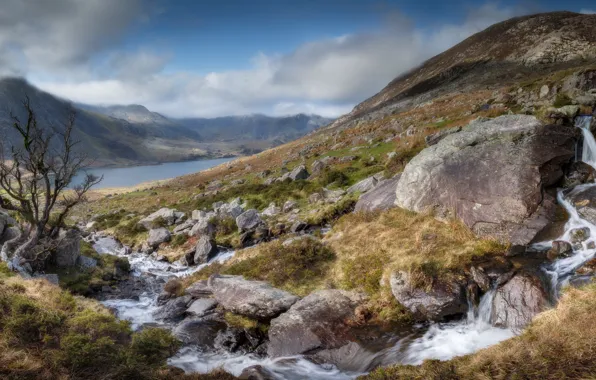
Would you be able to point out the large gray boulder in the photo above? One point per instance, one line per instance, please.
(364, 186)
(299, 172)
(382, 197)
(254, 299)
(204, 250)
(248, 220)
(518, 301)
(158, 236)
(319, 321)
(443, 299)
(68, 250)
(168, 214)
(492, 176)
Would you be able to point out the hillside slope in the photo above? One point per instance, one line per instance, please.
(512, 51)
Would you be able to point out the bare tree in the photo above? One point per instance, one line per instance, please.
(35, 178)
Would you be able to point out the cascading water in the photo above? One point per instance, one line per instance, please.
(561, 270)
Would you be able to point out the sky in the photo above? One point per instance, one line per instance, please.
(209, 58)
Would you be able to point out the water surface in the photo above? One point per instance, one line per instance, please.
(134, 175)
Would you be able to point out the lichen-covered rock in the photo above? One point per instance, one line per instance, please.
(491, 175)
(319, 321)
(440, 301)
(254, 299)
(204, 250)
(518, 301)
(158, 236)
(382, 197)
(364, 186)
(248, 220)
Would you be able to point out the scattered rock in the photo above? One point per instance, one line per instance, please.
(204, 250)
(173, 309)
(382, 197)
(441, 301)
(364, 186)
(158, 236)
(249, 220)
(254, 299)
(559, 249)
(319, 321)
(201, 307)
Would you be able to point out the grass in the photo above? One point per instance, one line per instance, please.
(46, 333)
(558, 344)
(369, 246)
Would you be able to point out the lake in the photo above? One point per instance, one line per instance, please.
(134, 175)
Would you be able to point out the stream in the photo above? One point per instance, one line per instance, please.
(430, 341)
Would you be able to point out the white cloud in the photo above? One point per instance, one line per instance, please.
(327, 77)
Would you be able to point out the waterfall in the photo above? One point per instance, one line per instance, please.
(561, 270)
(589, 148)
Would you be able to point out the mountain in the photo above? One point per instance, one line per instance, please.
(131, 134)
(509, 52)
(256, 127)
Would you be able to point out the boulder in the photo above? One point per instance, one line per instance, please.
(584, 200)
(271, 210)
(289, 206)
(382, 197)
(85, 262)
(199, 331)
(201, 307)
(299, 172)
(319, 321)
(202, 227)
(173, 309)
(518, 301)
(364, 186)
(199, 289)
(204, 250)
(254, 299)
(248, 220)
(440, 301)
(559, 249)
(492, 176)
(168, 214)
(158, 236)
(436, 137)
(68, 250)
(317, 167)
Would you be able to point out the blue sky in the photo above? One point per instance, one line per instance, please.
(214, 58)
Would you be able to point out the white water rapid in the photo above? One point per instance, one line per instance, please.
(441, 341)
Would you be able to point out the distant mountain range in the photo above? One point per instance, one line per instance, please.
(132, 134)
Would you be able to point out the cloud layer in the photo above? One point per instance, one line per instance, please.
(69, 54)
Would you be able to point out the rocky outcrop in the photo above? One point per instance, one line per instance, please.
(254, 299)
(518, 301)
(69, 249)
(249, 220)
(158, 236)
(382, 197)
(443, 299)
(491, 175)
(364, 186)
(174, 308)
(204, 250)
(319, 321)
(170, 216)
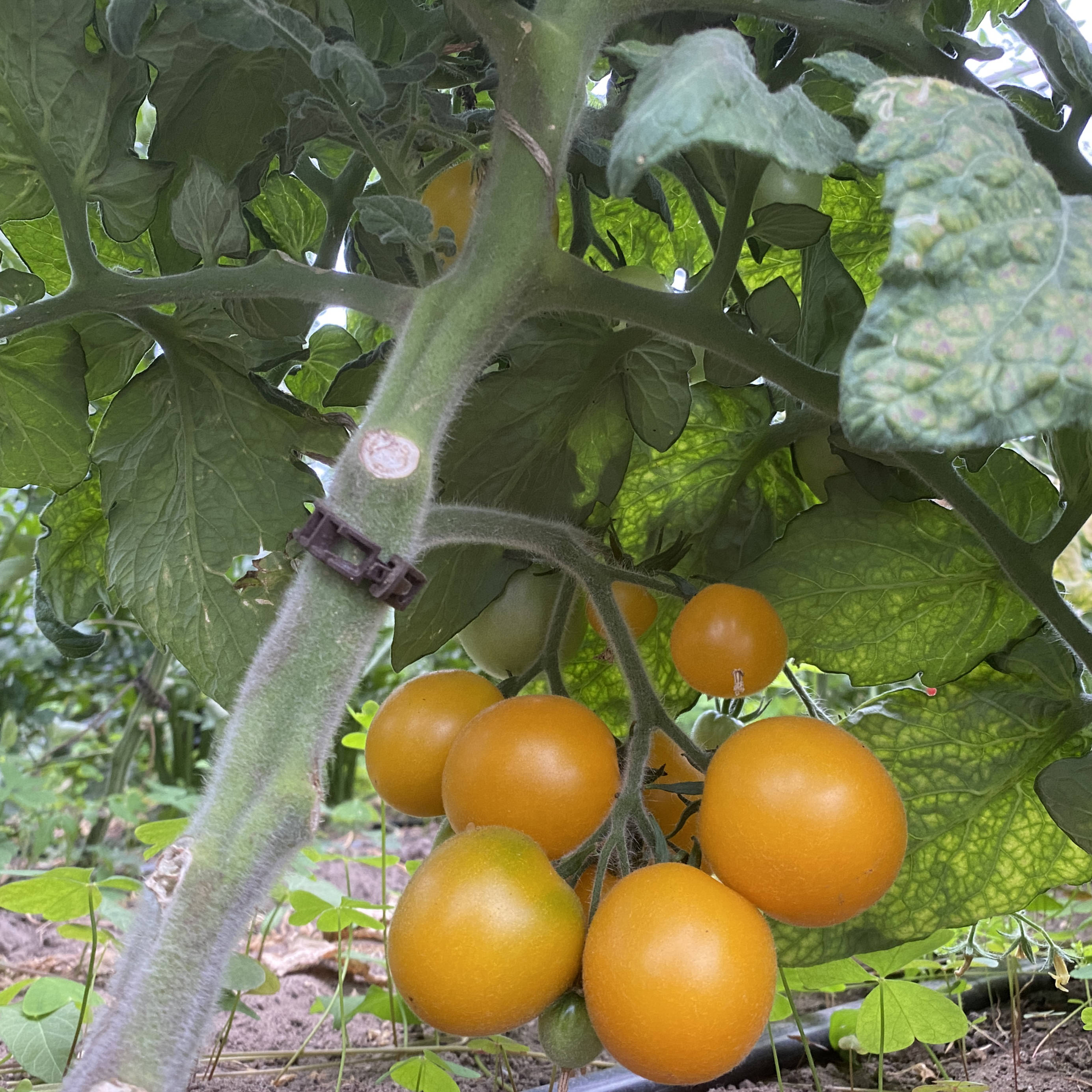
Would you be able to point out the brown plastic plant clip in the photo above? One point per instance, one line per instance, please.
(394, 582)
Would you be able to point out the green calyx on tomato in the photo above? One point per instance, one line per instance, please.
(711, 729)
(508, 637)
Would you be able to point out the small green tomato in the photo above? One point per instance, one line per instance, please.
(567, 1034)
(779, 186)
(507, 638)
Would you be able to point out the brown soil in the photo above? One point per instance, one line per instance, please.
(1061, 1064)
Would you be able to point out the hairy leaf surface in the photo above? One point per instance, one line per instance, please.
(981, 844)
(44, 432)
(704, 88)
(884, 590)
(197, 470)
(981, 331)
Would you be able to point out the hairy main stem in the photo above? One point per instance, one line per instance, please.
(262, 801)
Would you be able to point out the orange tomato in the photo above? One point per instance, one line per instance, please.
(666, 808)
(485, 935)
(541, 763)
(678, 974)
(413, 731)
(638, 607)
(802, 819)
(451, 198)
(729, 641)
(587, 883)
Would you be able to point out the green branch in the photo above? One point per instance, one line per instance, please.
(573, 286)
(1074, 517)
(573, 551)
(712, 287)
(274, 278)
(337, 196)
(1017, 558)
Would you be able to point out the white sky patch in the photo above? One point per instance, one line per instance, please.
(1020, 66)
(333, 316)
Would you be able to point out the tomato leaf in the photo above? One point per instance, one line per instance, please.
(704, 88)
(207, 217)
(71, 556)
(44, 431)
(980, 333)
(976, 849)
(867, 587)
(191, 437)
(657, 387)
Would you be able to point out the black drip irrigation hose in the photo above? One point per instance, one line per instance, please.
(758, 1065)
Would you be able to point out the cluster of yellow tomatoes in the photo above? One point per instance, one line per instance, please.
(799, 821)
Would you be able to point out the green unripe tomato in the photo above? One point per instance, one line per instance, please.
(641, 276)
(507, 638)
(711, 729)
(567, 1034)
(816, 462)
(779, 186)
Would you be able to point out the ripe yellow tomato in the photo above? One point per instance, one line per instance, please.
(678, 974)
(666, 808)
(638, 607)
(729, 641)
(451, 198)
(508, 637)
(413, 731)
(485, 935)
(802, 819)
(781, 186)
(587, 883)
(539, 763)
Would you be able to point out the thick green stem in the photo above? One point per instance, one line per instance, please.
(262, 801)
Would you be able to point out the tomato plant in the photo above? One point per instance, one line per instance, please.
(779, 186)
(471, 973)
(225, 301)
(637, 604)
(567, 1034)
(543, 765)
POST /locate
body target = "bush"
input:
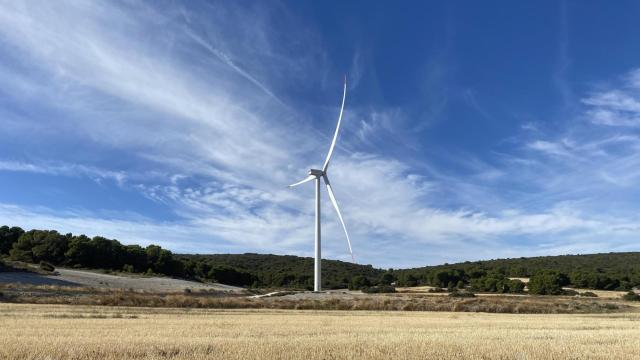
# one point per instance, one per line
(570, 292)
(437, 290)
(381, 289)
(631, 296)
(46, 266)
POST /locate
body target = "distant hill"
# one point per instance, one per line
(607, 271)
(620, 271)
(614, 262)
(284, 270)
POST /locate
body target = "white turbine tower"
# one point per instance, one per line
(315, 174)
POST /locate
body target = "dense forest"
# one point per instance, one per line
(80, 251)
(612, 271)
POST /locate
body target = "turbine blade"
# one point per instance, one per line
(308, 178)
(335, 206)
(335, 135)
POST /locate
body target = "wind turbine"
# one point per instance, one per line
(316, 174)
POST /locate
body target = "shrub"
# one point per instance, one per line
(570, 292)
(379, 289)
(631, 296)
(46, 266)
(437, 290)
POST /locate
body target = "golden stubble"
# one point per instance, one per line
(95, 332)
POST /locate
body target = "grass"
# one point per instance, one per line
(389, 302)
(92, 332)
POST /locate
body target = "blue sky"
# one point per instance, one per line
(471, 131)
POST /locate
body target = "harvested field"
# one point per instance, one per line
(93, 279)
(90, 332)
(336, 300)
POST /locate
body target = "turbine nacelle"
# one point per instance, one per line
(317, 175)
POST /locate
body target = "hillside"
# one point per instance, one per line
(608, 271)
(611, 271)
(281, 270)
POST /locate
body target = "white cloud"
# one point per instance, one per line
(195, 106)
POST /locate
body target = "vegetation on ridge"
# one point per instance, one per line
(548, 275)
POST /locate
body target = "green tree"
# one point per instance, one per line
(80, 252)
(8, 236)
(359, 282)
(547, 282)
(38, 245)
(387, 278)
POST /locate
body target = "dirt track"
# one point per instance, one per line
(69, 277)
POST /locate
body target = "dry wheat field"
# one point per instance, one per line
(92, 332)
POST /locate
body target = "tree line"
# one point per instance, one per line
(249, 270)
(613, 271)
(610, 271)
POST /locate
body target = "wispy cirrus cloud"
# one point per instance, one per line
(188, 108)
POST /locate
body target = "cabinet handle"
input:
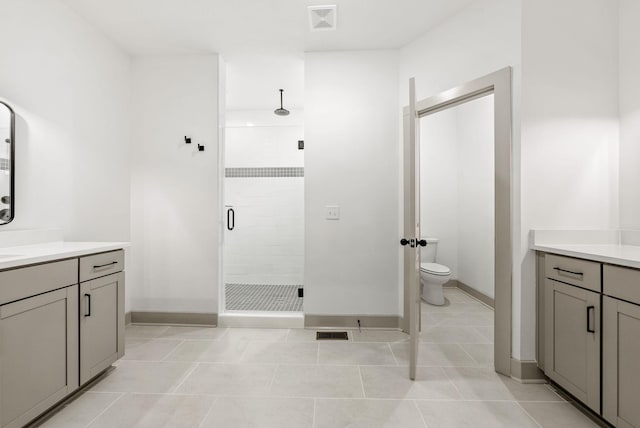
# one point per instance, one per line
(104, 265)
(88, 296)
(568, 271)
(589, 329)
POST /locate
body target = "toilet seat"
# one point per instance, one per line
(435, 269)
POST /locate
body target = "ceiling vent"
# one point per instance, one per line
(322, 18)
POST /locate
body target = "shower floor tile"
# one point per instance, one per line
(263, 297)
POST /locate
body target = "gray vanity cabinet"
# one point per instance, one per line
(572, 324)
(38, 339)
(101, 313)
(621, 347)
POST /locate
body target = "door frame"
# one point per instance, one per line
(497, 83)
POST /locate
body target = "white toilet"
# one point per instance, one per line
(432, 274)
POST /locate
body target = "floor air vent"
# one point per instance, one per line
(331, 335)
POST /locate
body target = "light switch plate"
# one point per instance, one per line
(332, 212)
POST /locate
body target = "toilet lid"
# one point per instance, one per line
(435, 268)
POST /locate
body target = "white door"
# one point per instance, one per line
(411, 240)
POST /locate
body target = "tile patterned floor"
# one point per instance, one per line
(215, 377)
(263, 297)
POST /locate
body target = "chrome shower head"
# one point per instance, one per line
(281, 111)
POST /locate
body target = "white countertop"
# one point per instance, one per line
(622, 255)
(618, 247)
(23, 255)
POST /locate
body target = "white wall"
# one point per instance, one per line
(174, 196)
(569, 130)
(352, 154)
(69, 87)
(629, 93)
(476, 200)
(439, 184)
(457, 190)
(266, 245)
(479, 40)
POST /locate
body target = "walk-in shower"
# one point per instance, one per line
(263, 257)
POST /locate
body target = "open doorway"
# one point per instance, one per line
(483, 100)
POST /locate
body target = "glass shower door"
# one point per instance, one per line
(264, 215)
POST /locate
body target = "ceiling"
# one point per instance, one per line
(240, 27)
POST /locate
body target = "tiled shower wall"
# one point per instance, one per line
(264, 183)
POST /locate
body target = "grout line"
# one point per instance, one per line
(106, 408)
(394, 355)
(215, 400)
(467, 352)
(415, 403)
(452, 382)
(166, 357)
(550, 388)
(364, 395)
(528, 414)
(273, 378)
(184, 378)
(313, 422)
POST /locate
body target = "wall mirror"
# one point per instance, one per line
(7, 170)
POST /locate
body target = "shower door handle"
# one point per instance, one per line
(231, 219)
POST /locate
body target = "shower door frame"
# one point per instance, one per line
(499, 84)
(248, 319)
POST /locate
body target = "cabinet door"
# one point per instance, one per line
(621, 358)
(573, 340)
(38, 354)
(101, 324)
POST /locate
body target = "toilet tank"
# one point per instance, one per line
(428, 253)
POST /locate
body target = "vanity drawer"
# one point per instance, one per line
(622, 283)
(102, 264)
(20, 283)
(578, 272)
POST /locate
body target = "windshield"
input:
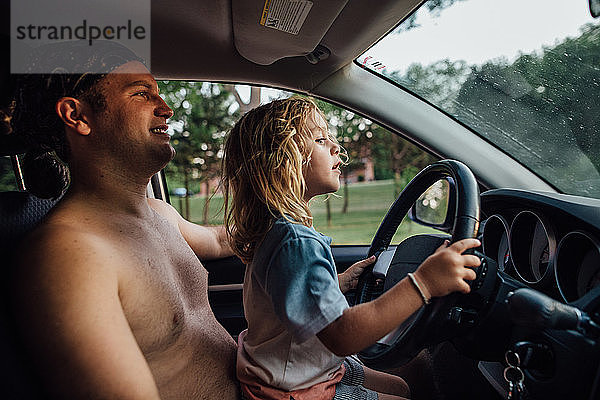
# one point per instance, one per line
(525, 75)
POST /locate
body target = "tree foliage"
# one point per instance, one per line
(203, 113)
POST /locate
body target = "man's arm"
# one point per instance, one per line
(66, 302)
(208, 242)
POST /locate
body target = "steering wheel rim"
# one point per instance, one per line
(465, 225)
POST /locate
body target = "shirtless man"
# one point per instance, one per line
(111, 297)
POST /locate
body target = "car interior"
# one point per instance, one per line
(532, 319)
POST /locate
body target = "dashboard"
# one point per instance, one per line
(548, 241)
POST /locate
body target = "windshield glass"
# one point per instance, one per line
(525, 75)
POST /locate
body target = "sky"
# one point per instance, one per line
(479, 30)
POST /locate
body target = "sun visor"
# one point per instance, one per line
(265, 31)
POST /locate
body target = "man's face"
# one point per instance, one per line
(133, 126)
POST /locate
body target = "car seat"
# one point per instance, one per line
(20, 212)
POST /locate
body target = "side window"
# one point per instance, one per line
(380, 163)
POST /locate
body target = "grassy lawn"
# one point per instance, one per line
(367, 204)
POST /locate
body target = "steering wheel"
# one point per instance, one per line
(429, 325)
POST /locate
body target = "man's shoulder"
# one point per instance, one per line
(63, 243)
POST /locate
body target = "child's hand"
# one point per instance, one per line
(444, 271)
(349, 278)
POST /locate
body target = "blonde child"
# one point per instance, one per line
(300, 327)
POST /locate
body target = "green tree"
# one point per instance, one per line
(203, 113)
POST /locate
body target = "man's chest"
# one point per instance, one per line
(163, 289)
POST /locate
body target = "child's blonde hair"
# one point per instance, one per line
(262, 171)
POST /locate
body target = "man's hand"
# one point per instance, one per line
(349, 278)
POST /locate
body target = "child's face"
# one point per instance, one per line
(322, 172)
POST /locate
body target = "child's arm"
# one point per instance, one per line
(349, 278)
(440, 274)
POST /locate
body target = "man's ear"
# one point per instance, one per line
(71, 112)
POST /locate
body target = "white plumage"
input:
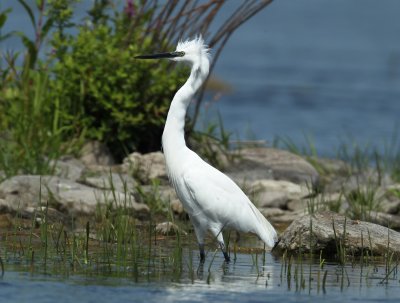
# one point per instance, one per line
(212, 200)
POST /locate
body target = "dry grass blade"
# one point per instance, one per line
(181, 19)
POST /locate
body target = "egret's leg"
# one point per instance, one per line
(202, 253)
(200, 239)
(221, 243)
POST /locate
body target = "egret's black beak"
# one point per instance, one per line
(161, 55)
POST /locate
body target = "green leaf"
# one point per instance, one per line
(3, 17)
(28, 9)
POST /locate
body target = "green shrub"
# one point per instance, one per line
(112, 97)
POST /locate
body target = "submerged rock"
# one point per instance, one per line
(316, 232)
(169, 228)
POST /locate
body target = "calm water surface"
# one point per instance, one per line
(240, 281)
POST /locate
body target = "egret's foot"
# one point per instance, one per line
(227, 258)
(224, 251)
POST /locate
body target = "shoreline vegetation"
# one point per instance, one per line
(75, 198)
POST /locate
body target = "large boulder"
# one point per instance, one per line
(325, 231)
(271, 163)
(22, 192)
(146, 167)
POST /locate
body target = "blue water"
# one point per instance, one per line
(240, 281)
(327, 69)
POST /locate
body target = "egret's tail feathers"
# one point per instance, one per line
(265, 230)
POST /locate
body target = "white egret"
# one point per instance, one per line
(211, 199)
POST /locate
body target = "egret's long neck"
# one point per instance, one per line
(174, 135)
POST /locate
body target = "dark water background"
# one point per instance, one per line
(326, 69)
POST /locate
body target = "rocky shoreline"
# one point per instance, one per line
(284, 186)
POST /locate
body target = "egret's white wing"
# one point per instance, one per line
(218, 198)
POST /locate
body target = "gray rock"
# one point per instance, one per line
(21, 192)
(119, 182)
(146, 167)
(68, 168)
(177, 207)
(271, 163)
(276, 193)
(96, 153)
(274, 199)
(366, 179)
(355, 240)
(384, 219)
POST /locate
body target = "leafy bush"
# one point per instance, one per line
(80, 81)
(112, 97)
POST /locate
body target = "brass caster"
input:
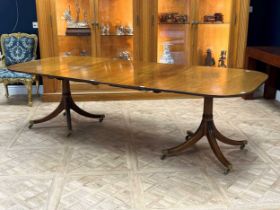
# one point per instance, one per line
(189, 135)
(242, 147)
(164, 154)
(101, 119)
(31, 123)
(69, 134)
(228, 169)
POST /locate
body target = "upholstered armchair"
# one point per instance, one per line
(18, 48)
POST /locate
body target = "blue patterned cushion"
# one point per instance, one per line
(5, 73)
(18, 50)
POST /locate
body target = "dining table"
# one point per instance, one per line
(207, 82)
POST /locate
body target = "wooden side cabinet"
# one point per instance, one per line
(136, 29)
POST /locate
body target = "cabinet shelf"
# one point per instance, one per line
(115, 35)
(205, 23)
(173, 23)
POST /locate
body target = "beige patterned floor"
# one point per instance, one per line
(116, 165)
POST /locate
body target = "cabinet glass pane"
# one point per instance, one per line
(116, 28)
(214, 32)
(74, 34)
(173, 31)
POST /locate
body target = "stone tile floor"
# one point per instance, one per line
(116, 165)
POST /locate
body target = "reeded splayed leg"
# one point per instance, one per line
(67, 103)
(207, 128)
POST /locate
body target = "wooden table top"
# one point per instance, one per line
(197, 80)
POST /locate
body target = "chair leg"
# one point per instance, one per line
(37, 85)
(28, 85)
(6, 89)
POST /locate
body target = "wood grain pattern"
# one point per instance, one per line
(199, 81)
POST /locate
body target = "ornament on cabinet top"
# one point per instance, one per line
(105, 29)
(128, 30)
(167, 56)
(216, 18)
(173, 17)
(125, 55)
(209, 60)
(1, 60)
(120, 30)
(77, 23)
(222, 59)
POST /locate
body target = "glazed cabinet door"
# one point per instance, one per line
(173, 31)
(199, 32)
(211, 28)
(116, 25)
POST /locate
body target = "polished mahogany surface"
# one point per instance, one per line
(197, 80)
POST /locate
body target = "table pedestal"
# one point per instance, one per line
(207, 128)
(67, 103)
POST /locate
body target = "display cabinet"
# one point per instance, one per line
(199, 32)
(166, 31)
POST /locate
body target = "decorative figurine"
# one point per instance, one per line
(71, 24)
(1, 59)
(209, 19)
(166, 56)
(222, 59)
(216, 18)
(78, 10)
(120, 30)
(67, 15)
(105, 29)
(125, 55)
(209, 61)
(83, 53)
(219, 17)
(173, 18)
(128, 30)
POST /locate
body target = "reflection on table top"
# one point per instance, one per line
(197, 80)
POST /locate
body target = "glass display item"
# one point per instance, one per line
(212, 33)
(209, 60)
(222, 60)
(116, 39)
(173, 28)
(166, 56)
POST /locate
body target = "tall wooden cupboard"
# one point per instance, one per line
(144, 30)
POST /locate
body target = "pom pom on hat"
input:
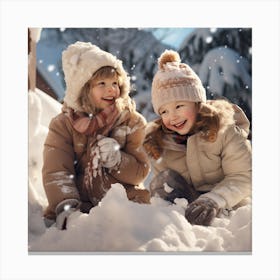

○ ○ ○ ○ ○ ○ ○

Among the entries, how many lines contain the word "egret"? Give the number alone.

7